• [PASSAGE TO READ]
Japanese In The Detention Centers example essay topic

3,803 words
The 1940's was a turning point for American citizens because World War II was taking place during this time. Not only was America at odds with other countries, but also within its self. America is a huge melting pot full of diverse cultures and people from all nations. People travel from all over the world to the United States of America.

These people had one goal in mind, a life of freedom and equal opportunity; or so they thought. The Japanese first began to immigrate to America in the 1860's in Hawaii. "Until the 1880's only a handful settled in the United States. From then until 1924 when the United States excluded Japanese immigrants, less than 300,000 had settled in American territory".

(Davis, 1982) These people saw America as land of 'freedom'. So when they came to America they did everything they could as to not be associated with the likes of the Chinese culture, which were also migrating to America at this time. "Anti-Asian activists, who had first mobilized against Chinese immigrants when they began arriving in California in the 1840's, employed the same "yellow peril" imagery to attack Japanese immigrants in the late nineteenth century". (Murray, 2000) To the naked eye of Americans, the Japanese and Chinese people seem to be physically the same.

Actually these were two totally different cultures. One of the first groups of Japanese who came to America was known as Gannenmono; who mostly resided on the west coast and Hawaii. They earned a rough living while working on sugar plantations. Because of the horrible working conditions, many of the immigrants often went on strike.

The workers complained to the Japanese government, which in response sent an ambassador to settle the problems. The American born children of these immigrants are known as Issei; in other words, the first generation. This generation of people did everything they could to Americanize themselves. The second generation of children is known as Nisei. Even though these children were American, their families still wanted them to remember their culture.

• [EXERCISES TO COMPLETE]
1 - Output the section of the essay on Japanese immigrants from "The workers complained" up to and including "remember their culture.".
2 - State whether each statement agrees with the essay on Japanese immigrants, answering yes or no and quoting the words that decide it: (a) Japanese immigration to America began in Hawaii in the 1860s. (b) The Gannenmono mostly lived on the east coast. (c) The Japanese government answered the workers' complaints by sending troops.
Rely only on the essay on Japanese immigrants above.

• [ROWS]

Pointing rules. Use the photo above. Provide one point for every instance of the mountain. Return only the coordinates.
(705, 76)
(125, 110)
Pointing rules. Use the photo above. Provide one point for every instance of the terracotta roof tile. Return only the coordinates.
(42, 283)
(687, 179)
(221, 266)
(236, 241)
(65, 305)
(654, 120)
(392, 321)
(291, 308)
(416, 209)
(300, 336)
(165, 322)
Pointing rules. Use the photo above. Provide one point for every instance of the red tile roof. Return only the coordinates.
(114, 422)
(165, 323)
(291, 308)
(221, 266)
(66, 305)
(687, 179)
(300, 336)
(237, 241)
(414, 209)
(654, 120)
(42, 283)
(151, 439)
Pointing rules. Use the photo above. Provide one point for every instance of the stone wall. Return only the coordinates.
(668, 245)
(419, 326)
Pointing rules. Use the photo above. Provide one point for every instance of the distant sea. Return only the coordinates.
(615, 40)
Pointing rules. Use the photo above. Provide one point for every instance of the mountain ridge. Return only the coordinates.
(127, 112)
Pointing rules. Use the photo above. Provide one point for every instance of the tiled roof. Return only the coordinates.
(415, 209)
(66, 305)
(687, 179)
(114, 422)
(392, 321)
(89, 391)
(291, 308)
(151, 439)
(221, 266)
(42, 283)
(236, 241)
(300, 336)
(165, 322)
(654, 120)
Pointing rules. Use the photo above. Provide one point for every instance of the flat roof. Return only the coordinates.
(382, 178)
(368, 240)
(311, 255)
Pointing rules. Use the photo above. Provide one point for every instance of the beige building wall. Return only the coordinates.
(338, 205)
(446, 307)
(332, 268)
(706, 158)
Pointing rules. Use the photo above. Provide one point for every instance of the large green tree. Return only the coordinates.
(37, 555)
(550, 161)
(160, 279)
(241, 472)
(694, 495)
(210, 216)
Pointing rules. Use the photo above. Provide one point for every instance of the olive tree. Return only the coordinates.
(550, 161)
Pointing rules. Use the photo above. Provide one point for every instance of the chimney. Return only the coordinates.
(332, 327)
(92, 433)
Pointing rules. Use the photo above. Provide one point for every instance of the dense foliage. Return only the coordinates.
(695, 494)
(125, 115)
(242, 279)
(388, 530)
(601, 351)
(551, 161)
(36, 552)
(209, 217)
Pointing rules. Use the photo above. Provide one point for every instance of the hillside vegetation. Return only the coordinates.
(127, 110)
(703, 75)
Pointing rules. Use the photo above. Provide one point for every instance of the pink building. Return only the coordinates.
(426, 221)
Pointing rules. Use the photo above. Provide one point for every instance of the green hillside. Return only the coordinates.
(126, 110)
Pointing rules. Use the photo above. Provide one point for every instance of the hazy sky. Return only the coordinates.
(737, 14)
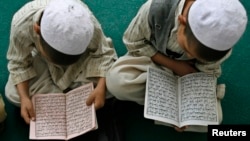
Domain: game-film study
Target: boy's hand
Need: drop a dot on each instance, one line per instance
(97, 97)
(27, 111)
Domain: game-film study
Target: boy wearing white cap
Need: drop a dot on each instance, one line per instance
(55, 46)
(183, 36)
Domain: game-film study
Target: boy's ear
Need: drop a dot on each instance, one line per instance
(37, 28)
(182, 20)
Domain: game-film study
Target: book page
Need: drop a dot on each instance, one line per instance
(198, 99)
(50, 117)
(80, 117)
(161, 102)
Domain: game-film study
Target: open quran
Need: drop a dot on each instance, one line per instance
(181, 101)
(63, 116)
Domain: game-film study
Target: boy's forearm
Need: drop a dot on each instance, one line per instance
(23, 89)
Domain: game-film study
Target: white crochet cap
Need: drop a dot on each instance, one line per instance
(66, 26)
(217, 24)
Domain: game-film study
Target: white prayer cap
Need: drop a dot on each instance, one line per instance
(66, 26)
(217, 24)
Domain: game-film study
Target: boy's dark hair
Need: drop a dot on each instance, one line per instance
(203, 51)
(56, 56)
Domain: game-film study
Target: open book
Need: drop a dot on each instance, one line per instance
(63, 116)
(181, 101)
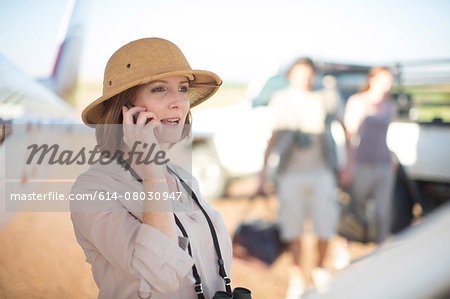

• [THE RESPONSES]
1 -
The workers complained to the Japanese government, which in response sent an ambassador to settle the problems. The American born children of these immigrants are known as Issei; in other words, the first generation. This generation of people did everything they could to Americanize themselves. The second generation of children is known as Nisei. Even though these children were American, their families still wanted them to remember their culture.

2 -
(a) Yes: "The Japanese first began to immigrate to America in the 1860's in Hawaii."
(b) No: "who mostly resided on the west coast and Hawaii"
(c) No: "which in response sent an ambassador to settle the problems"